» **EXERCISE DETAILS**: Reproduce only the lines of the listing below as a numbered list, starting at the line containing "Detect each cat's nose" and ending at the line containing "xmin=365 ymin=365 xmax=399 ymax=405", with both of those lines included and any blank lines omitted.

* * * * * * *

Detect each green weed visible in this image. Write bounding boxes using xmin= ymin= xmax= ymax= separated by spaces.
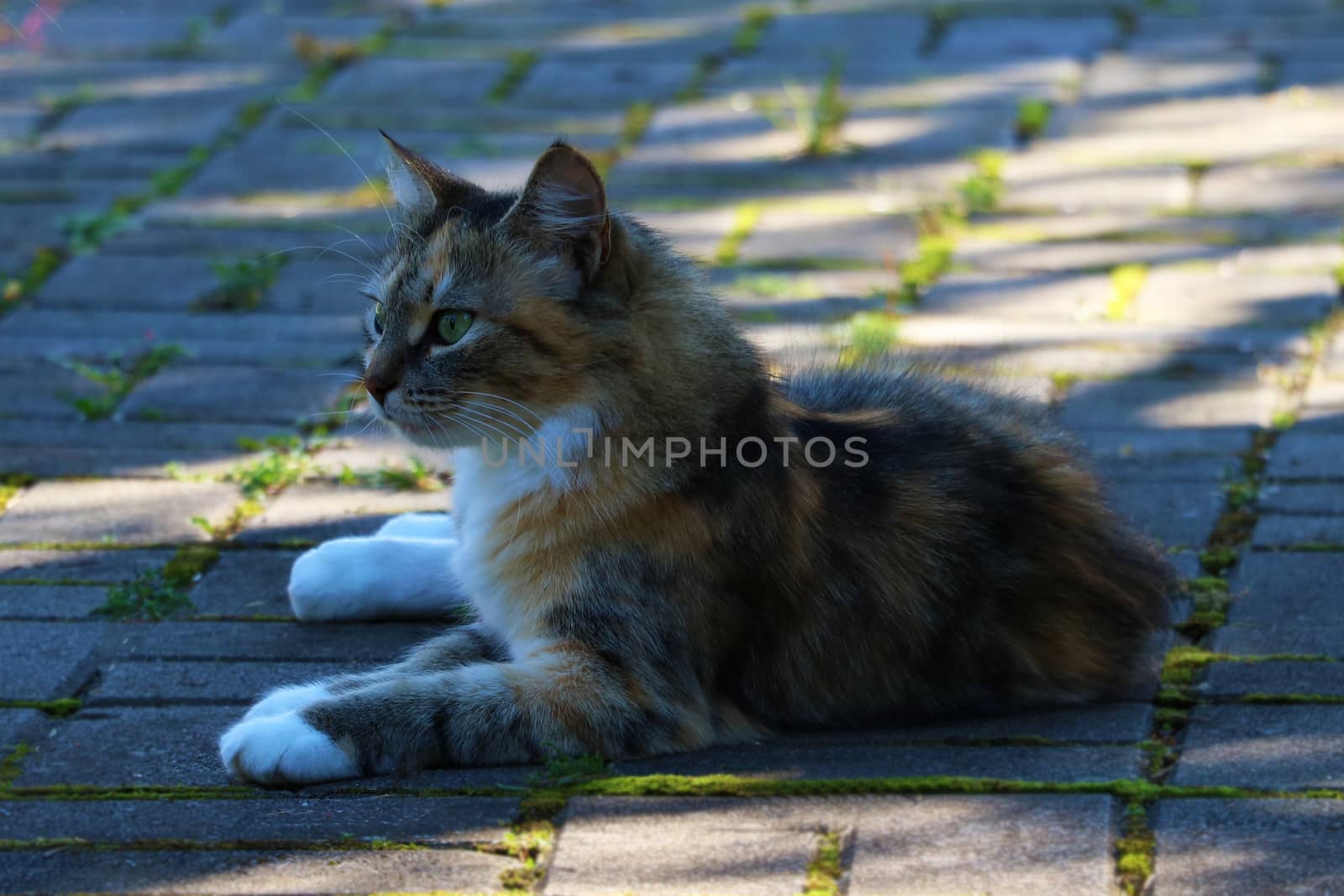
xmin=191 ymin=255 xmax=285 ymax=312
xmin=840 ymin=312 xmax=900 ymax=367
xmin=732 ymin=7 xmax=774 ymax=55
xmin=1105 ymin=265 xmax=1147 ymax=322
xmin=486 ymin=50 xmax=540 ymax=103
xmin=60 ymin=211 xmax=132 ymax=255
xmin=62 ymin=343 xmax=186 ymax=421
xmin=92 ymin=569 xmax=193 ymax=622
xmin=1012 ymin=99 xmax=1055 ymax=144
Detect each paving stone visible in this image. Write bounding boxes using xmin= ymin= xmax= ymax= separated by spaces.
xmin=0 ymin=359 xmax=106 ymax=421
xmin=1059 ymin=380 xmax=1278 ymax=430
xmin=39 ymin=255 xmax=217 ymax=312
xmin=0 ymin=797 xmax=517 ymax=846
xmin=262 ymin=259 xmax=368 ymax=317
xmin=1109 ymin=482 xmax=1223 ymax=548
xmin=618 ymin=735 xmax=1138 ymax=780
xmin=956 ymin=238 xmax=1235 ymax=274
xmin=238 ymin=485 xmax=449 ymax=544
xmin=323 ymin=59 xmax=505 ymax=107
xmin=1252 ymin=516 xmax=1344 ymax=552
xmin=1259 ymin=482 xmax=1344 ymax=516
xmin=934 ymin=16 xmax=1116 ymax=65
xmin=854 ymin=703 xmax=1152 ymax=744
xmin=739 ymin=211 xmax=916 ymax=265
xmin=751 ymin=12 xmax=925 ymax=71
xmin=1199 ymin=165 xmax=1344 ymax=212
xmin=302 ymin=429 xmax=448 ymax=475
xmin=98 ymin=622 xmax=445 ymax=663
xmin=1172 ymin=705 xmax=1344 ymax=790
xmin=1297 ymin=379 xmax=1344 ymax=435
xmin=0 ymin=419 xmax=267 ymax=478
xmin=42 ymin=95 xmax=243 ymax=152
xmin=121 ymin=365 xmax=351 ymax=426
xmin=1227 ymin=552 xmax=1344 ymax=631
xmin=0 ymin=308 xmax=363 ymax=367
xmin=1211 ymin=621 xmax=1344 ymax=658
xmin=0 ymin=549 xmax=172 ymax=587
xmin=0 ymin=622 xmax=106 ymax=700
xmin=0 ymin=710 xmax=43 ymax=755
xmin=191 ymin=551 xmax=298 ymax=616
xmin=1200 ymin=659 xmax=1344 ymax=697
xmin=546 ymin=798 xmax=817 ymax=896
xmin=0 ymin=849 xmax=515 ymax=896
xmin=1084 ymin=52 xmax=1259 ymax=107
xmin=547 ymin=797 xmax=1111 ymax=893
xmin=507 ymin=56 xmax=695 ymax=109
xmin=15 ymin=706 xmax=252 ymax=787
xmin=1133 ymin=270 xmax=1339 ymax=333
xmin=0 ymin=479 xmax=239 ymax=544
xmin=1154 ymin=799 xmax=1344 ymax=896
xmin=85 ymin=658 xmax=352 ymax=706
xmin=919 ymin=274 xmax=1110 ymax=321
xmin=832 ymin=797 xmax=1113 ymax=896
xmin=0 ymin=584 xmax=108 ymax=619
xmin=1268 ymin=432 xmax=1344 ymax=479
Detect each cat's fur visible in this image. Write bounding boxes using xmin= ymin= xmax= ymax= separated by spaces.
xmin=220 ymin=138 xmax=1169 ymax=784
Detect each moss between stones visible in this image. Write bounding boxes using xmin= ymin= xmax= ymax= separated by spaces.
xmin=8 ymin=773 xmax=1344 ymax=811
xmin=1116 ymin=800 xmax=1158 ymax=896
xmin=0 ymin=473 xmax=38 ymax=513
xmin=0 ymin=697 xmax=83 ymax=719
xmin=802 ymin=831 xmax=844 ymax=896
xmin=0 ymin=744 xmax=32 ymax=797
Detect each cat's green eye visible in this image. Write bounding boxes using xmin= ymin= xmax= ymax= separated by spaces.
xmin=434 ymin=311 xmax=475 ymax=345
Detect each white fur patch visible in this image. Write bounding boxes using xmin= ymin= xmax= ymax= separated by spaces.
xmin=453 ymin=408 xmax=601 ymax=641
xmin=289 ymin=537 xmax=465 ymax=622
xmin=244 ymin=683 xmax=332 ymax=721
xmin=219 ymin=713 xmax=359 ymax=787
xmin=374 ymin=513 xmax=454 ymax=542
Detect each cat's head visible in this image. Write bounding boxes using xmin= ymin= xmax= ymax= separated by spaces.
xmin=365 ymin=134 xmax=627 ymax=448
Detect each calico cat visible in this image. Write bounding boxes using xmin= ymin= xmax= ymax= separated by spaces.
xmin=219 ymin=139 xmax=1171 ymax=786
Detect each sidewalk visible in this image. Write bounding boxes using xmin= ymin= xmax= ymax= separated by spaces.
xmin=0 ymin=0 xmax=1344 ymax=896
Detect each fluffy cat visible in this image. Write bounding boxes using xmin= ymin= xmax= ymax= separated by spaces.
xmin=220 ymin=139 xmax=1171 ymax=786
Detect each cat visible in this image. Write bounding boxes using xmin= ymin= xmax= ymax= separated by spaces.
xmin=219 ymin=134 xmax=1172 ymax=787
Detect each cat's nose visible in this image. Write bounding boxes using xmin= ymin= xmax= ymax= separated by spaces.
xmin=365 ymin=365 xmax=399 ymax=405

* * * * * * *

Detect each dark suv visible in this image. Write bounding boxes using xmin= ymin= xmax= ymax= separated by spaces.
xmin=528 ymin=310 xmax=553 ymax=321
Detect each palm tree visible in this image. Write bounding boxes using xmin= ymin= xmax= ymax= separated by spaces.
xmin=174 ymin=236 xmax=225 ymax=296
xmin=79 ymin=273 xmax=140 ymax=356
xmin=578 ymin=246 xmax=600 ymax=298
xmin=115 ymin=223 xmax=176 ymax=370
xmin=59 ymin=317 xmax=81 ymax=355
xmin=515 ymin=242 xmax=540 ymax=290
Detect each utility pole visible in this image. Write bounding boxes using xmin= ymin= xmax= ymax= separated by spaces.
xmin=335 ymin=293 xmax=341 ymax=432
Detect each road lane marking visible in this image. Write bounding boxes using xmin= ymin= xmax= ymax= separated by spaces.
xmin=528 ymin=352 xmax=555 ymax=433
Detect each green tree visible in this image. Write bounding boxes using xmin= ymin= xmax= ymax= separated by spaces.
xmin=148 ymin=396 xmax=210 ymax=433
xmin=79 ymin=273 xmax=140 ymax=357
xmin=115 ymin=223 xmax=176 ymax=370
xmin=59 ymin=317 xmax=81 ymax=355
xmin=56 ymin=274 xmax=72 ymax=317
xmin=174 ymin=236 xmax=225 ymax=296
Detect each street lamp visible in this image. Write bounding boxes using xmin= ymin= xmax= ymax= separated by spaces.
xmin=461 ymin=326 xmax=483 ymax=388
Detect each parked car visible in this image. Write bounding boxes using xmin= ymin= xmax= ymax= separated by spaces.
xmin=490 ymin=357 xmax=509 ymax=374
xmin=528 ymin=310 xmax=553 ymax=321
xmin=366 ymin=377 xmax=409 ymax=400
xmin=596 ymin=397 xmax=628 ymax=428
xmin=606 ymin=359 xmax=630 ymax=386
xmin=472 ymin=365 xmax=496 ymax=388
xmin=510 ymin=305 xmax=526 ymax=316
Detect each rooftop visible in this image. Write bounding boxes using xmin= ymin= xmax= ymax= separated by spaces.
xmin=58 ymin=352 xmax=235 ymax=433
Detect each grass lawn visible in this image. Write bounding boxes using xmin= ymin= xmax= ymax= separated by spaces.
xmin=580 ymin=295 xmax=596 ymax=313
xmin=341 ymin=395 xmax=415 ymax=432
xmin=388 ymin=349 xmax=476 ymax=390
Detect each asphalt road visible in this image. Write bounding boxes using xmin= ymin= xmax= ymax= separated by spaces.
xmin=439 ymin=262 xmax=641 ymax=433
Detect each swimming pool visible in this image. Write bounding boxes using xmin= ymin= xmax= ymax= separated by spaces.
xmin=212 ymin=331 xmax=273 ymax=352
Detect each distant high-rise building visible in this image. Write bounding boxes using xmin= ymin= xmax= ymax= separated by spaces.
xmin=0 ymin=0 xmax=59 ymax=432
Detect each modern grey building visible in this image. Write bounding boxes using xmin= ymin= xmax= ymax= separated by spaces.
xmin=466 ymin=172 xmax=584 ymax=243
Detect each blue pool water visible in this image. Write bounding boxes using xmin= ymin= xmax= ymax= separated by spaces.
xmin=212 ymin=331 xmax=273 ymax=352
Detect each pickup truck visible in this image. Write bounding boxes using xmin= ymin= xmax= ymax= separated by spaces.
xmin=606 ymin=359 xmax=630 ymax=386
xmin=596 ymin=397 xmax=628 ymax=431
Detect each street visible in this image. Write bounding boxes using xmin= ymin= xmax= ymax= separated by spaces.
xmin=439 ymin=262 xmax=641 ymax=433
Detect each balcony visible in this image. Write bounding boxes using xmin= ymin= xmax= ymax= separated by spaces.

* * * * * * *

» **ANSWER**:
1. Detect each cat's nose visible in this image. Write bounding boxes using xmin= ymin= xmax= ymax= separated by spaces.
2. xmin=365 ymin=365 xmax=399 ymax=405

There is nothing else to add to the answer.